**ABOUT THIS TASK**
Reproduce the data below word for word, setting aside any picture it holds.

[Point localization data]
┌──

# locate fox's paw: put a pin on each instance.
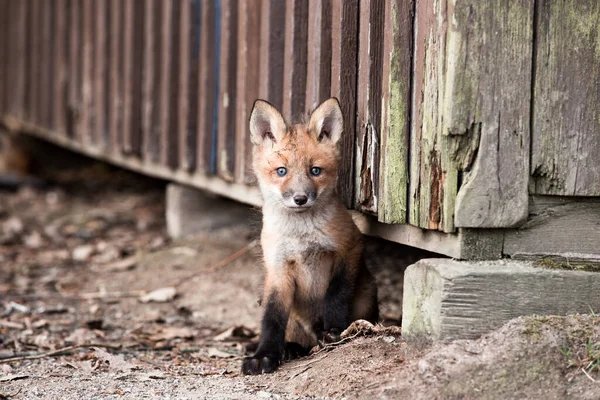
(260, 364)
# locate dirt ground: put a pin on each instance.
(87, 266)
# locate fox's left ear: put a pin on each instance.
(327, 121)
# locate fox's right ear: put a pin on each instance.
(266, 123)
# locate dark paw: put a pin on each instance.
(332, 336)
(260, 364)
(294, 350)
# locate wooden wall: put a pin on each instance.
(454, 111)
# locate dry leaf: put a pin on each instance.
(4, 323)
(114, 361)
(12, 377)
(239, 332)
(216, 353)
(121, 265)
(172, 333)
(161, 295)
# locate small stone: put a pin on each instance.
(82, 253)
(389, 339)
(34, 240)
(423, 366)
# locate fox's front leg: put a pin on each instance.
(270, 351)
(338, 301)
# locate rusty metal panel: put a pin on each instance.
(370, 47)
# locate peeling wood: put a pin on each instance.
(344, 55)
(395, 113)
(566, 116)
(370, 48)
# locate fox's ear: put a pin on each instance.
(327, 121)
(266, 123)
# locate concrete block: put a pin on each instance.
(448, 299)
(190, 211)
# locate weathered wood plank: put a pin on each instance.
(344, 55)
(61, 43)
(115, 91)
(470, 125)
(46, 88)
(86, 126)
(4, 4)
(566, 117)
(487, 91)
(395, 112)
(100, 73)
(75, 69)
(318, 77)
(295, 50)
(446, 299)
(169, 87)
(227, 90)
(247, 85)
(370, 48)
(151, 76)
(19, 54)
(557, 226)
(272, 43)
(207, 84)
(133, 30)
(188, 82)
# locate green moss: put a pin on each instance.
(551, 263)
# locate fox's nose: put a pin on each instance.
(300, 199)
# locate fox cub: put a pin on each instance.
(316, 280)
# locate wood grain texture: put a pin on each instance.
(75, 70)
(133, 33)
(247, 85)
(446, 299)
(344, 67)
(470, 120)
(395, 111)
(227, 90)
(557, 226)
(566, 117)
(295, 53)
(86, 126)
(487, 91)
(151, 73)
(101, 72)
(207, 84)
(115, 75)
(188, 82)
(272, 28)
(61, 46)
(169, 83)
(368, 99)
(318, 77)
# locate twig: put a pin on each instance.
(588, 375)
(59, 352)
(218, 265)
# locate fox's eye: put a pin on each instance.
(281, 171)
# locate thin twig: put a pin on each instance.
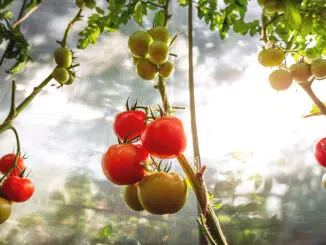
(26, 16)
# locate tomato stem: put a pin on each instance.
(14, 165)
(69, 27)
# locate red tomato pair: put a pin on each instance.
(163, 138)
(14, 188)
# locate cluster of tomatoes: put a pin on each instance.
(14, 188)
(62, 74)
(150, 53)
(132, 163)
(282, 78)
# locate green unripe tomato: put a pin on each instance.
(160, 33)
(61, 75)
(158, 52)
(130, 195)
(280, 79)
(80, 3)
(271, 57)
(63, 57)
(318, 68)
(146, 69)
(300, 72)
(135, 59)
(139, 43)
(71, 79)
(166, 70)
(162, 193)
(5, 209)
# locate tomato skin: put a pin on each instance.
(130, 195)
(7, 161)
(17, 189)
(121, 163)
(5, 209)
(164, 137)
(320, 152)
(129, 123)
(162, 193)
(63, 57)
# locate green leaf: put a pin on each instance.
(107, 231)
(138, 13)
(32, 4)
(18, 67)
(183, 3)
(159, 18)
(5, 3)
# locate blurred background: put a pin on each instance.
(254, 141)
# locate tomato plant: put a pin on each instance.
(139, 43)
(121, 164)
(129, 123)
(7, 161)
(158, 52)
(61, 75)
(320, 152)
(17, 189)
(280, 79)
(164, 137)
(130, 195)
(63, 57)
(5, 209)
(160, 33)
(162, 193)
(146, 69)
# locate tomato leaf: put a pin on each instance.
(5, 3)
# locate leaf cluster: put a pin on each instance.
(18, 47)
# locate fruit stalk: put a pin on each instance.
(307, 88)
(199, 188)
(69, 27)
(14, 165)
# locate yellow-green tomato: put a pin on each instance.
(158, 52)
(300, 72)
(318, 68)
(5, 209)
(160, 33)
(280, 79)
(130, 195)
(71, 79)
(166, 70)
(61, 75)
(146, 69)
(139, 43)
(162, 193)
(271, 57)
(63, 57)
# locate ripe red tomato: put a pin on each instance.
(121, 163)
(320, 152)
(164, 137)
(17, 189)
(7, 161)
(129, 123)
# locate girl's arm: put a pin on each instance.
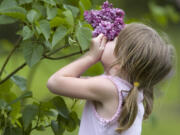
(66, 81)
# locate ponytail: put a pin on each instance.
(129, 109)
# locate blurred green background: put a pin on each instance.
(163, 15)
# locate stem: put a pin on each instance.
(44, 56)
(12, 73)
(56, 51)
(62, 57)
(9, 56)
(74, 103)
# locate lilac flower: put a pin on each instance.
(108, 20)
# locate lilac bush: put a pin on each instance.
(108, 20)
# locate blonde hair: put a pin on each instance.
(147, 59)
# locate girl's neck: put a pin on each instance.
(113, 72)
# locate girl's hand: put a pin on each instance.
(97, 47)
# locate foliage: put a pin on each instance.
(44, 25)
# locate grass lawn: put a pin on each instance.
(164, 120)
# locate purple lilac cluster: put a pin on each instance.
(108, 20)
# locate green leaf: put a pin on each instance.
(57, 21)
(85, 4)
(69, 17)
(159, 14)
(59, 34)
(40, 8)
(172, 13)
(3, 104)
(21, 82)
(29, 113)
(15, 12)
(51, 2)
(45, 28)
(21, 2)
(6, 86)
(57, 129)
(26, 33)
(8, 3)
(27, 94)
(51, 12)
(74, 117)
(6, 19)
(61, 107)
(84, 36)
(32, 16)
(32, 52)
(73, 9)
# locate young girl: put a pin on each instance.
(119, 99)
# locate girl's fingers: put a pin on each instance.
(103, 43)
(100, 36)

└──

**ANSWER FOR THE TASK**
# locate fox's paw: put a pin on each instance.
(260, 364)
# locate dirt ground: put a pin on each instance.
(87, 266)
# locate fox's left ear: put a pin on each instance.
(327, 121)
# locate fox's right ear: put a pin on each instance.
(266, 123)
# locate dark paw: put a pin on each instance.
(332, 336)
(260, 364)
(294, 350)
# locate wooden wall: put a pin on each instance.
(454, 111)
# locate dry leaf: put a pin on each instance.
(4, 323)
(114, 361)
(12, 377)
(239, 332)
(216, 353)
(121, 265)
(172, 333)
(161, 295)
# locate small stone: put a pin on each instance.
(82, 253)
(389, 339)
(34, 240)
(423, 366)
# locate fox's front leg: put a pin on each instance.
(270, 351)
(338, 301)
# locate rusty metal panel: put a pin on each instance.
(370, 47)
# locate peeling wood: put a pin on each instance.
(344, 55)
(395, 113)
(566, 116)
(370, 48)
# locate fox's ear: put a pin on each instance.
(327, 121)
(266, 123)
# locate concrete block: put a pin on each instance.
(448, 299)
(190, 211)
# locate weathered wood plank: put a pin on each instance.
(344, 55)
(61, 43)
(115, 91)
(470, 125)
(46, 88)
(86, 126)
(4, 4)
(566, 117)
(487, 91)
(395, 112)
(100, 73)
(75, 69)
(318, 77)
(295, 50)
(446, 299)
(169, 87)
(227, 90)
(247, 85)
(370, 48)
(151, 76)
(19, 54)
(557, 226)
(272, 43)
(207, 84)
(133, 30)
(188, 82)
# locate green moss: put a pin on each instance.
(551, 263)
# locate fox's nose: put a pin on each instance.
(300, 199)
# locate fox cub: put a pin on each instance.
(316, 280)
# locate wood grain texture: put a pin on each instance.
(75, 70)
(133, 33)
(247, 85)
(446, 299)
(344, 67)
(470, 120)
(395, 111)
(227, 90)
(557, 226)
(566, 117)
(295, 53)
(86, 126)
(487, 91)
(151, 73)
(101, 72)
(207, 84)
(115, 75)
(188, 82)
(272, 28)
(61, 46)
(169, 83)
(368, 99)
(318, 77)
# locate twig: put a pin on each instance.
(588, 375)
(59, 352)
(218, 265)
# locate fox's eye: put a pin on each instance.
(281, 171)
# locate thin twig: put a pin on each instance.
(26, 16)
# locate tomato stem: put a pin on each instance.
(14, 165)
(69, 27)
# locate red tomato pair: put a pin on each instance.
(163, 138)
(14, 188)
# locate cluster of tomatoes: put a pin on each instance.
(14, 188)
(62, 74)
(150, 53)
(132, 163)
(282, 78)
# locate green unripe tomato: put a pin on each instance.
(160, 33)
(61, 75)
(158, 52)
(130, 195)
(280, 79)
(80, 3)
(271, 57)
(63, 57)
(318, 68)
(146, 69)
(300, 72)
(135, 59)
(139, 43)
(71, 79)
(166, 70)
(162, 193)
(5, 209)
# locate tomato skin: put a pin on each instance.
(130, 195)
(7, 161)
(17, 189)
(121, 163)
(5, 209)
(164, 137)
(320, 152)
(129, 123)
(162, 193)
(63, 57)
# locate green leaf: put a pin on each instance.
(107, 231)
(138, 13)
(32, 4)
(18, 67)
(183, 3)
(159, 18)
(5, 3)
# locate blurred background: put a pin on each instance.
(254, 141)
# locate tomato plant: put a pin on each instance.
(139, 43)
(121, 164)
(129, 123)
(7, 161)
(158, 52)
(61, 75)
(320, 152)
(17, 189)
(280, 79)
(164, 137)
(130, 195)
(63, 57)
(5, 209)
(160, 33)
(162, 193)
(146, 69)
# locate tomato leaf: put a pin on each instance.
(5, 3)
# locate leaf cluster: put a pin on each instance.
(18, 47)
# locate fruit stalk: put a pin on each instance.
(307, 88)
(199, 188)
(69, 27)
(14, 165)
# locate yellow-green tomato: put a pin on each instance.
(158, 52)
(300, 72)
(318, 68)
(5, 209)
(160, 33)
(280, 79)
(130, 195)
(71, 79)
(166, 70)
(61, 75)
(146, 69)
(139, 43)
(162, 193)
(271, 57)
(63, 57)
# locate ripe red tomato: put a pin on each instance.
(121, 163)
(320, 152)
(164, 137)
(17, 189)
(7, 161)
(129, 123)
# locate girl's arm: put a pin on each instance.
(66, 81)
# locate ponytail: put a pin on each instance.
(129, 109)
# locate blurred green background: put a pin on each instance.
(163, 15)
# locate stem: put a pin on each instance.
(44, 56)
(12, 73)
(56, 51)
(62, 57)
(9, 56)
(74, 103)
# locate lilac flower: put a pin on each instance.
(108, 20)
# locate lilac bush: put a pin on each instance.
(108, 20)
# locate blonde hair: put a pin on each instance.
(147, 59)
# locate girl's neck: put a pin on each instance.
(113, 72)
# locate girl's hand: put a pin on each instance.
(97, 47)
# locate foliage: put a pin on each instance.
(44, 25)
# locate grass lawn: put a pin on each instance.
(164, 120)
# locate purple lilac cluster: put a pin on each instance.
(108, 20)
# locate green leaf: put a pin on each instance.
(57, 21)
(85, 4)
(69, 17)
(159, 14)
(59, 34)
(40, 8)
(172, 13)
(3, 104)
(21, 82)
(29, 113)
(15, 12)
(51, 2)
(45, 28)
(21, 2)
(6, 86)
(57, 129)
(26, 33)
(8, 3)
(27, 94)
(51, 12)
(74, 117)
(6, 19)
(61, 107)
(84, 36)
(32, 16)
(32, 52)
(73, 9)
# locate young girl: put a pin on each instance.
(119, 99)
# locate girl's fingers: put a pin on each instance.
(103, 43)
(100, 36)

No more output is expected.